DOCUMENT SECTION:
The [yellow tail] Saga Episode 6

Burn Baby Burn !

Israeli Gas, Israeli Guns and [yellow tail]

By Esther Moriarty & Stuart Pigott

For a long time all the happy families promotion for the great no-brainer wine megabrand [yellow tail] seemed to work like a dream for the Casellas with sales, turnover and profits growing, growing, growing. Of course, you have to do something with that kind of profits and there’s a limit to how much you can invest in a winery once you’ve already got the fastest bottling line on Planet Wine, as Casella Wines does. Therefore it wasn’t a surprise to read in an article published in the October 30th 2010 issue of the Sydney Morning Herald (SMH3) under the title of ‘Lawyers, guns, money, the sting in Yellow Tail’ that the Casella family’s real estate investments in Griffith and Yenda include two winery buildings, farms and a former retirement home and that they extend to a commerical building in St. Leonards/Sydney for which they paid AUS$5.15 in November 2009 plus a shopping centre on the Gold Coast of New South Wales purchased for AUS$16.4 million in September 2009.

You might think that this would encourage local people to view the Casellas as prominent and respectable members of the community, but maybe not. SMH3 not only reports that The Griffith Show has been renamed the Casella Wines Annual Show, but quoted an anonymous woman connected with the local authority as saying, “they might as well change the town’s name to Casella.” Now, doesn’t that sound a little bitter to you? Are the Casellas less than well loved in their home town? Yes, the questions are back and they are multiplying again!

The family worked hard to make [yellow tail] consumers view them as animal lovers. Recently according to an article on the ‘Field & Game Australia Inc.’ website, Casella Wines has pledged US$100,000 to the Humane Society of the United States (HSUS) an animal rights organisation that in Australia is represented through Humane Society International (HSI). The HSI campaigns against the NSW Shooters Party and has a firm position against hunting. Now all Casella Wines labels in the US will carry the HSUS name. However. according to SMH3 the youngest of the three Casella brothers, Marcello, who you may remember served some time for his involvement in a huge Marijuana crop back in the 1990s (see Episode 5), is planning to build an ammunition factory near Griffith capable of producing up to 10 million shotgun cartridges a year. Blasting with shotguns at roadsigns and kangaroos is a common pastime amongst certain Australian farmers.

DATA PROVIDED:
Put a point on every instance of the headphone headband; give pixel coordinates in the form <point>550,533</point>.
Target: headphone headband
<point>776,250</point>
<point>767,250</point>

WHAT YOU NEED TO DO:
Pick up the article on the Casella family and [yellow tail] right after its last sentence and write the next part.

TASK RESPONSE:
However, even this piece of entrepreneurial daring looks cautious and conservative compared to John Casellas Israeli oil and gas exploration company; Cassal Drilling. SMH3 reports that Roy Spagnolo, the Casella family’s accountant in Griffith, as having told the Israeli authorities in May 2010 the company planned to invest at least AUS$60 million in their country. Accoridng to SMH3 Cassal Drilling had already hit a rock in the road though, coming under legal fire in Jerusalem from Rodney Salfinger, the company’s former managing director. Salfinger clearly has a no-holds-barred approach to business disputes, since he told the Sydney Morning Herald that John Casella had been providing the Papua New Guinea police with israeli weapons. Casella did not dispute intending to expand his oil and gas exploration project to Papua New Guinea, but strongly denied Salfinger’s allegations. However, SMH3 reports that photographs were circulating of two Papua New Guinea policemen testing weaponry with an Israeli director of Cassal Drilling. It seems the pictures were taken at the plant of Israel Weapon Industries, maker of the famous Uzi machinegun. Why are a whole lot more guns suddenly turning up in this wine story? Couldn’t we please go back to the Shiraz, or even Chardonnay?

SMH3 also reported a lot of ugly details about Salfinger who then faced prosecution in the US after allegedly producing a revolver at his daughter’s wedding. Yet more guns! On top of this in October 2007 an Australian judge described a legal action brought by Salfinger against the Niugini Mining company as a, “clumsy fraud,” which he, “sought to maintain by repeated acts of reckless perjury.” Maybe John Casella’s barrister, Steve Stanton, was spot on when he said of his client, “His only bad judgement has been to choose Mr Salfinger as a joint venture partner,” Considering that, according to SMH3, their business partnership had lasted 15 years, i.e. it began in [pre-yellow tail] times, you have to ask why it took John Casella so long to figure out that he’d chosen the wrong business partner? Or does Salfinger sound like a reliable and trustworthy businessman to you?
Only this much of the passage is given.